→ RECORDED INFORMATION

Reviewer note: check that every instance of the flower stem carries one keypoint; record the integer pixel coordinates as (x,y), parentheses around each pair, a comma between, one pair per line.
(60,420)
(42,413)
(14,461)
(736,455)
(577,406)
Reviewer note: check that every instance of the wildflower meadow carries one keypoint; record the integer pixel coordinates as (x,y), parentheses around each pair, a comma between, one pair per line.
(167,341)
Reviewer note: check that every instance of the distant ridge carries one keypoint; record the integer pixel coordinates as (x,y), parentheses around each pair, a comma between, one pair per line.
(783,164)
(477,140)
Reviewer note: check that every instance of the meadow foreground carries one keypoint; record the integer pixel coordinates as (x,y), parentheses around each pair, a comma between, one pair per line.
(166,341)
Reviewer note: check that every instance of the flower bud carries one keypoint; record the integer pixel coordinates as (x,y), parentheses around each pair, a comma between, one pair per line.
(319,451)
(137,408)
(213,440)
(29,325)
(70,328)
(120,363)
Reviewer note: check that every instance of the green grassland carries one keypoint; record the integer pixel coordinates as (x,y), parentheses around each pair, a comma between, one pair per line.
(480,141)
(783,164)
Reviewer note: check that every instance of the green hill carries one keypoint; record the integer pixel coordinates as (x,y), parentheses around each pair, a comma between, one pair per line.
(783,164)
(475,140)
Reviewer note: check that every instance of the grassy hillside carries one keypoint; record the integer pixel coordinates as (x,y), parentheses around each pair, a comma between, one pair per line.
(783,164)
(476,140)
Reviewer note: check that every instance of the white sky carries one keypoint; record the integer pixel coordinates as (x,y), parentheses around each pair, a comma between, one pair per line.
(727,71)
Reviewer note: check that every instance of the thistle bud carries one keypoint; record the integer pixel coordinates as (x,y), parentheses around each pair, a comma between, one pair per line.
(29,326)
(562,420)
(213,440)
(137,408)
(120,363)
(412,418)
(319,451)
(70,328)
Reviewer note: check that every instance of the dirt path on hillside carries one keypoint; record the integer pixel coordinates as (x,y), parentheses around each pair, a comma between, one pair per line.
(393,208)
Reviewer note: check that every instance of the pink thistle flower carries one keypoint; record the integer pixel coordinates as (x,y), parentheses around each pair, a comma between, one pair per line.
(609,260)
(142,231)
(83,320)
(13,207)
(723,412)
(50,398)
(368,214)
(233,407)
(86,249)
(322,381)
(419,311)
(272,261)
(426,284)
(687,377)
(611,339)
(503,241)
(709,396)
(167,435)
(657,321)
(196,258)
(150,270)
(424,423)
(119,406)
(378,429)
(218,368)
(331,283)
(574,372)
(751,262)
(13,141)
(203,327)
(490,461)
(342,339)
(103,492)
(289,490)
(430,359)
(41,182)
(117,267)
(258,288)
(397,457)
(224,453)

→ WORK TO DO
Rewrite the lines above as a two-column CSV with the columns note and points. Give one row for each line that starts with "Reviewer note", with that line in note and every coordinate line after it (up to the next "Reviewer note") in points, each field in double quotes and line breaks replaced by spaces.

→ TASK OUTPUT
note,points
"Reviewer note: check that every instance of the flower stem carries one keypoint; record the integer pixel coordinates as (x,y), parentheses around each pair, a comma between, one pair per line.","(60,420) (42,413) (14,461) (736,455) (577,406)"
"Reviewer note: check that every instance of the wildflower meadow carries one keypoint; record the integer pixel coordinates as (x,y), parentheses around each pair, a comma between, one pair per line.","(167,341)"
"Reviewer note: check that every instance of the distant ridge carries one keypoint; record the integer pixel coordinates as (x,y), parentheses around each pair, a comma between, one pair per line.","(783,164) (477,140)"
"Reviewer note: check that every instance of the meadow foreground carries one keypoint; record the integer pixel coordinates as (x,y), parentheses around each pair, a comma between, one pair per line.","(166,341)"
"Reviewer note: check that every instance of the flower bud carries one keypoint; record the integer pixel coordinates as (x,y), parentheses around each pair, a comma between, one pair per line.","(319,451) (137,408) (213,440) (29,325) (70,328) (120,363)"
"Reviewer note: check that every instance of the green grassland carries one keypoint; record the integer pixel coordinates as (x,y), parentheses around each pair, a comma between, one pair per line.","(480,141) (783,164)"
"Reviewer note: check that every instance of the green hill carries one keypoint; record the integer pixel coordinates as (x,y), parentheses around each pair, a comma between, one pair per line.","(783,164) (475,140)"
"Reviewer note: check that every instance of the grassy hillside carries one keypoint; record the integer pixel coordinates as (x,y), parentheses around each pair, a comma between, one pair per line.","(783,164) (476,140)"
"Reviewer note: check that every instance of the white sky carries one keypoint; record the integer pixel coordinates as (x,y), parentheses around each pair, a comma between, one pair per line.","(727,71)"
"Reviewer note: check that every instance of the thistle bud carries one keypoint; record the integer pixel coordinates as (x,y), parentheses around each pair, a comma between, one pair per line.","(29,326) (562,420) (213,440) (137,408) (120,363) (412,418) (319,451) (70,328)"
"Reviewer note: check that every instance of the dirt path on hillside carries one keypoint; record the integer pixel coordinates as (x,y), parentheses around each pair, a comma between, one pair per line.","(393,208)"
"Reviewer note: check that every instance of the pink thistle flower carries one keypoint; record the integer pixel coordinates as (x,y), parentheses around each pair, a comma between, one pair per line.","(609,260) (142,231) (83,320) (13,207) (723,412) (50,398) (368,214) (233,407) (86,249) (322,381) (419,311) (272,261) (426,284) (687,377) (611,339) (503,241) (709,396) (167,435) (657,321) (196,258) (150,270) (424,423) (119,406) (378,429) (218,368) (331,283) (574,372) (751,262) (13,141) (203,327) (490,461) (342,339) (103,492) (289,490) (430,359) (41,182) (117,267) (258,288) (397,457) (224,453)"